SOURCE MATERIAL:

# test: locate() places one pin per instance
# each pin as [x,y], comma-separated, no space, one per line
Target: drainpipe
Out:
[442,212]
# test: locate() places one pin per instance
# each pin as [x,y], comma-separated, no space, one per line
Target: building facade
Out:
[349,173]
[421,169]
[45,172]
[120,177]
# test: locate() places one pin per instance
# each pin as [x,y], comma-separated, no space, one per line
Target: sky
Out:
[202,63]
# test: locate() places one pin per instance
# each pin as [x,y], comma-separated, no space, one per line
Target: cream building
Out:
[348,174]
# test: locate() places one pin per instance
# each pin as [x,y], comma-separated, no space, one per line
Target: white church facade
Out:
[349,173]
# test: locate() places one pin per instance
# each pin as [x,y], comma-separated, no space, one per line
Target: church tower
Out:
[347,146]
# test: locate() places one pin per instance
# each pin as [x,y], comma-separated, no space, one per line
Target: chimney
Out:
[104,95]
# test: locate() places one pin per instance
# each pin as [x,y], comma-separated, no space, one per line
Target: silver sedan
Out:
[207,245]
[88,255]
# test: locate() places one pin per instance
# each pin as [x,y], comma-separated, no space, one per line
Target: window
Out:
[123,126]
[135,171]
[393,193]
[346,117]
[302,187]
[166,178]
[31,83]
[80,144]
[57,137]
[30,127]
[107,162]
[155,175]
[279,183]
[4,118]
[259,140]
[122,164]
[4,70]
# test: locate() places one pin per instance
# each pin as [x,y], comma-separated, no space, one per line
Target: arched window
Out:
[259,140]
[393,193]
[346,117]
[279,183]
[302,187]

TASK: Copy all of the entries above verbatim, line for line.

CORRECT RESPONSE:
# test: locate() places one pin per instance
# each pin as [x,y], comma-separated, no space, one per line
Target: drainpipe
Out:
[442,212]
# test: locate() places one pin per instance
# each pin as [x,y], comma-separated, no space, one per line
Target: building facade
Out:
[349,173]
[421,169]
[45,172]
[120,177]
# test: locate() places one pin per instance
# each pin as [x,y], comma-separated, no space, one per line
Target: sky
Out:
[202,63]
# test: locate() places one pin per instance
# each pin as [x,y], comma-separated, no space, one per line
Target: cream building
Out:
[348,174]
# test: locate() places one pin per instance
# each pin as [x,y], comma-separated, no space, one per line
Target: white church facade
Out:
[349,173]
# test: locate() places one pin per instance
# each pin as [x,y], comma-separated, no space, one per line
Target: church tower
Out:
[347,146]
# test: locate() places one pin per instance
# each pin as [x,y], comma-separated, no space, one per line
Target: chimney
Out:
[104,95]
# test: locate() places one pin per instance
# each pin as [x,y], comma-separated, no space, one per line
Target: silver sedan
Out:
[207,245]
[88,255]
# test: locate() places one pin per instance
# each pin as [x,y], comma-separated, no space, one per line
Target: window
Out:
[123,126]
[135,171]
[393,193]
[346,117]
[302,187]
[166,178]
[31,83]
[80,144]
[57,137]
[30,127]
[107,162]
[155,175]
[279,183]
[4,118]
[259,140]
[122,164]
[4,70]
# test: locate() places one pin per instance
# each pin as [x,y], comma-separated, no space, one per line
Target: arched window
Out:
[259,140]
[393,193]
[346,117]
[279,183]
[302,187]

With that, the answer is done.